> _YOUR OBJECTIVE_:
Beginning with the line containing "[locate] white number" and ending with the last line of the records, set down every line exactly.

____ GIVEN RECORDS

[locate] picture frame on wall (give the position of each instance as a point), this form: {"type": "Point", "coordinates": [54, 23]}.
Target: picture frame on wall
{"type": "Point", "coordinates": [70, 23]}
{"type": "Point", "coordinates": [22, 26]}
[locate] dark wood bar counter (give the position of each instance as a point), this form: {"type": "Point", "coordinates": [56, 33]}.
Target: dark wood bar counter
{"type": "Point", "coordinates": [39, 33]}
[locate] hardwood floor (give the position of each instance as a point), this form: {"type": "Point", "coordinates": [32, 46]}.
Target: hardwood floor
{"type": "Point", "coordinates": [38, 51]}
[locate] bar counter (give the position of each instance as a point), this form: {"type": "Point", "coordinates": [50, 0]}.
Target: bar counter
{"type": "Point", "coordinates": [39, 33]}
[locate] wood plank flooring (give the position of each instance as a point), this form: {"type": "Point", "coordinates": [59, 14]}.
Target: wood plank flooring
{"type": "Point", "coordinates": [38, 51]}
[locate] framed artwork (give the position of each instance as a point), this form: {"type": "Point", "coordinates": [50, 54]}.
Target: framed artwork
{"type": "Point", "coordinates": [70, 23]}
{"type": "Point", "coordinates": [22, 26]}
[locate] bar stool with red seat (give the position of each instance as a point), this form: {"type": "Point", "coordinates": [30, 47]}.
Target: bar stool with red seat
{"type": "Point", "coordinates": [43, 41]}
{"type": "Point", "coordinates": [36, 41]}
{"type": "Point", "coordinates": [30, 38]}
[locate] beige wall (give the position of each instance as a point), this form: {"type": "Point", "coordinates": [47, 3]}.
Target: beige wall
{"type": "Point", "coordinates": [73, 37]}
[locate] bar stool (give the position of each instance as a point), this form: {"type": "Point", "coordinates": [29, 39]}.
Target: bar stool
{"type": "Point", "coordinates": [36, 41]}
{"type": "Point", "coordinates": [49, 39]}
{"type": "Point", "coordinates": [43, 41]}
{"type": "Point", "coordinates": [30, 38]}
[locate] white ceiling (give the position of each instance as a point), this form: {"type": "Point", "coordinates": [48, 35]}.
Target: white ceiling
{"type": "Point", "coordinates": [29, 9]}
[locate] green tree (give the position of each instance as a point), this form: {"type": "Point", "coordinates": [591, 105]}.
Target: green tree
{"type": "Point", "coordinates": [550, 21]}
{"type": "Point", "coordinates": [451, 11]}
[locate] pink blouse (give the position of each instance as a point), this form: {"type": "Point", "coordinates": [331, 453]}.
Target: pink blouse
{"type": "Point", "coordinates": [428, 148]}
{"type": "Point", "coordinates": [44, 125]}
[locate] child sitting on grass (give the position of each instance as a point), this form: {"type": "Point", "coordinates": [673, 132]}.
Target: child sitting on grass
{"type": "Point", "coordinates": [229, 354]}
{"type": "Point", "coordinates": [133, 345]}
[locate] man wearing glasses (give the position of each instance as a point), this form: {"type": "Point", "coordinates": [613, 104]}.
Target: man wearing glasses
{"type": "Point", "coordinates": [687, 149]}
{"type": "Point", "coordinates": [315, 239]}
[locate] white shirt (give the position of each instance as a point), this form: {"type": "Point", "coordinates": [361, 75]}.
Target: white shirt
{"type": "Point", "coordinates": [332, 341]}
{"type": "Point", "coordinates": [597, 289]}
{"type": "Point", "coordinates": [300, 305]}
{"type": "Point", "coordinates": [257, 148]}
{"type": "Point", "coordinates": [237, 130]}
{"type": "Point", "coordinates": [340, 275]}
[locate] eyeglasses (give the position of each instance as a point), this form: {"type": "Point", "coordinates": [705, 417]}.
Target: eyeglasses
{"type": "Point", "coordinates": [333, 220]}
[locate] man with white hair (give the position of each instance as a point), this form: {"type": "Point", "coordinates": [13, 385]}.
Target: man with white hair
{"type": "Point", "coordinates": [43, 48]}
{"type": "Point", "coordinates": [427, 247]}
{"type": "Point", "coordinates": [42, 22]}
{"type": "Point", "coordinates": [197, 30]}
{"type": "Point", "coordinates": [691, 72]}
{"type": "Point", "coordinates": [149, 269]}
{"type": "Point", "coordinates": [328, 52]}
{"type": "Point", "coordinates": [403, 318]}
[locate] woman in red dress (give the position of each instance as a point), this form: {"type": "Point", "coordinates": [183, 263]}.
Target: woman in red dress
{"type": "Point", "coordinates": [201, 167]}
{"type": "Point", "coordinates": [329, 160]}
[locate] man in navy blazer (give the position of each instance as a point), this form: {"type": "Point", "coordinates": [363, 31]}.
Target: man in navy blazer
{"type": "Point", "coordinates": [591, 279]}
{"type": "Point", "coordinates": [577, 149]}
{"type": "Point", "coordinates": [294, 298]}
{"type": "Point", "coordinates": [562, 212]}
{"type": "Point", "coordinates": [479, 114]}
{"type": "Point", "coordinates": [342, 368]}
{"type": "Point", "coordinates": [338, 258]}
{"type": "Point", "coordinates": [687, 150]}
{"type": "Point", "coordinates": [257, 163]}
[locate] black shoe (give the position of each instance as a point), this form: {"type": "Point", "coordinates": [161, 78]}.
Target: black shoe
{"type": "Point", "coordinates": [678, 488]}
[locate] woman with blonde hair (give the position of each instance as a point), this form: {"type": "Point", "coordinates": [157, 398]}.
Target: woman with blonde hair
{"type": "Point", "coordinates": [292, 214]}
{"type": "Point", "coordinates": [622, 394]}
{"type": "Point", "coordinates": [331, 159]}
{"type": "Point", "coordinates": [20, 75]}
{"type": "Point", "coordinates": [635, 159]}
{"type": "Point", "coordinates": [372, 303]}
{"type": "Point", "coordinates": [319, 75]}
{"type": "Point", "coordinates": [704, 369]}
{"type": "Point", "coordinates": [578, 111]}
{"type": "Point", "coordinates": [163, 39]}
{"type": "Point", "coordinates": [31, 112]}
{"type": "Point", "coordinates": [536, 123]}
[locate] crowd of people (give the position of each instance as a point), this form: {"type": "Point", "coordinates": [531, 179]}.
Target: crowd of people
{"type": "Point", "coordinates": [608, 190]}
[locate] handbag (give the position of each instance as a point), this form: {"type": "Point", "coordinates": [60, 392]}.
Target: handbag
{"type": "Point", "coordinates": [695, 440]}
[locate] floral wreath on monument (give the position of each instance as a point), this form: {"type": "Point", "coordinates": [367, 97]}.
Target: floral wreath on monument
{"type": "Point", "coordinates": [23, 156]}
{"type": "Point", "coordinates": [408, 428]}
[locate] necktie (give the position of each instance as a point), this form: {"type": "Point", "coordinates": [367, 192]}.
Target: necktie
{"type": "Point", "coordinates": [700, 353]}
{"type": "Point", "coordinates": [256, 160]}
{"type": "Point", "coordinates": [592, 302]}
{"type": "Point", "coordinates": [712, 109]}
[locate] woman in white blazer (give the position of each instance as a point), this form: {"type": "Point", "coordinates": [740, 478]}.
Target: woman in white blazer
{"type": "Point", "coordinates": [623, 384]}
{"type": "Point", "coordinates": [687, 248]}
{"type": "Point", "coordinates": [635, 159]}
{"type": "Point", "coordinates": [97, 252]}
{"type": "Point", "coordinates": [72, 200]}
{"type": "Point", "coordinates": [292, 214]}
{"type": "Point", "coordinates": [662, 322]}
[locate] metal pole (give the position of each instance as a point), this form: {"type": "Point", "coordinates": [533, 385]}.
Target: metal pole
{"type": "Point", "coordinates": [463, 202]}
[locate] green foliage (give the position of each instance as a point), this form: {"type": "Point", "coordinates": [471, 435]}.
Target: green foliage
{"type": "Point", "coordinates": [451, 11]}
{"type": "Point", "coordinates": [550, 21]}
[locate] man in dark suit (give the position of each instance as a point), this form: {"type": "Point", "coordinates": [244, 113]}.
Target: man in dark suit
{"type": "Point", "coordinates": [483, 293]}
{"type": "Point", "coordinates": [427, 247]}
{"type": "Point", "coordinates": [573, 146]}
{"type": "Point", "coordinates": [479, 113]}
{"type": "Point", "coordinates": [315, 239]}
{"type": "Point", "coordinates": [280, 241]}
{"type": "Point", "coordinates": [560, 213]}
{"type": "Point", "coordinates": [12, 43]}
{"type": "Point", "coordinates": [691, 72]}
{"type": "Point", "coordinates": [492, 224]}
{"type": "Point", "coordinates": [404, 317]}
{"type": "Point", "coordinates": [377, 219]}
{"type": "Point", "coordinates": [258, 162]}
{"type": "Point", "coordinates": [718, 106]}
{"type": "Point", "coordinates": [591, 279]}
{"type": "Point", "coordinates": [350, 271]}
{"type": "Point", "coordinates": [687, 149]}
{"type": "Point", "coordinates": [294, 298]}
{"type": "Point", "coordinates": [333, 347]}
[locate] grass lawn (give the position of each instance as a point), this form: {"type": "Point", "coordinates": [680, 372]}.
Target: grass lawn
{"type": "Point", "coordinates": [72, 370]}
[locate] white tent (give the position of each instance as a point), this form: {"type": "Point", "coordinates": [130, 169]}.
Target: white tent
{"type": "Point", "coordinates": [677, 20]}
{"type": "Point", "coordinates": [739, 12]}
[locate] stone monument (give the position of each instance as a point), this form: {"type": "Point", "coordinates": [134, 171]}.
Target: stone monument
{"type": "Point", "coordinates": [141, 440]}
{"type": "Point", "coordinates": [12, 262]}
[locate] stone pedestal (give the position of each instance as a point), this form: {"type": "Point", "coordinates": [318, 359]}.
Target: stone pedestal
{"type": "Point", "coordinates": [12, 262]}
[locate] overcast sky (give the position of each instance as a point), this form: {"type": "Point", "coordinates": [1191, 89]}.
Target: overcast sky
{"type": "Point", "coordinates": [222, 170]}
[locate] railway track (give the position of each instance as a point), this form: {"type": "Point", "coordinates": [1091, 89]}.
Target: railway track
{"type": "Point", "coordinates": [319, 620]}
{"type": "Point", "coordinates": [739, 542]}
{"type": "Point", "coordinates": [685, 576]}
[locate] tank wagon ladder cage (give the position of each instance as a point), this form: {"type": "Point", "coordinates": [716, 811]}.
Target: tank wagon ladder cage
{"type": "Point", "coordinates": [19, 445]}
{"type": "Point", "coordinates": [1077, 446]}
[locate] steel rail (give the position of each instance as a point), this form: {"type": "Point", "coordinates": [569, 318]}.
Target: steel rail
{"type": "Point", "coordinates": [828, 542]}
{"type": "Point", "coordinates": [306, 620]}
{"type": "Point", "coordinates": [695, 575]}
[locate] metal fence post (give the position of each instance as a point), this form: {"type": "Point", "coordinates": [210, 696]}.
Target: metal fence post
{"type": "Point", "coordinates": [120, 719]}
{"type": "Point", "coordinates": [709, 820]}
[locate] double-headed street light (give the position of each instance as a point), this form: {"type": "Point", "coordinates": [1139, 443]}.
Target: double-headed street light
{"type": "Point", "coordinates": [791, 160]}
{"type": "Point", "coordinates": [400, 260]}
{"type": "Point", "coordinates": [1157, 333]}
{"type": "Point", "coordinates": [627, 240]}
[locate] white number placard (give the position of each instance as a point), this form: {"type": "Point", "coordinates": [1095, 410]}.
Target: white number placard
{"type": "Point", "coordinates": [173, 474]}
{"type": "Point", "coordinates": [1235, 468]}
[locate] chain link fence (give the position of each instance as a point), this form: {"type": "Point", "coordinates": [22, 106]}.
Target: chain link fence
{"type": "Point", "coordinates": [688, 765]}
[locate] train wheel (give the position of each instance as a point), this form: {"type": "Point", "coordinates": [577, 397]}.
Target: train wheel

________

> _OUTPUT FOR THIS TASK_:
[locate] white number placard (give the position of each instance as a point), this form: {"type": "Point", "coordinates": [1095, 410]}.
Target: white number placard
{"type": "Point", "coordinates": [173, 474]}
{"type": "Point", "coordinates": [1235, 468]}
[locate] chain link fence (give the position of each instance as a point), this form: {"type": "Point", "coordinates": [22, 106]}.
Target: chain link fence
{"type": "Point", "coordinates": [688, 765]}
[locate] train wheel (give the position of each instance as a point), this form: {"type": "Point", "coordinates": [577, 397]}.
Target: train wheel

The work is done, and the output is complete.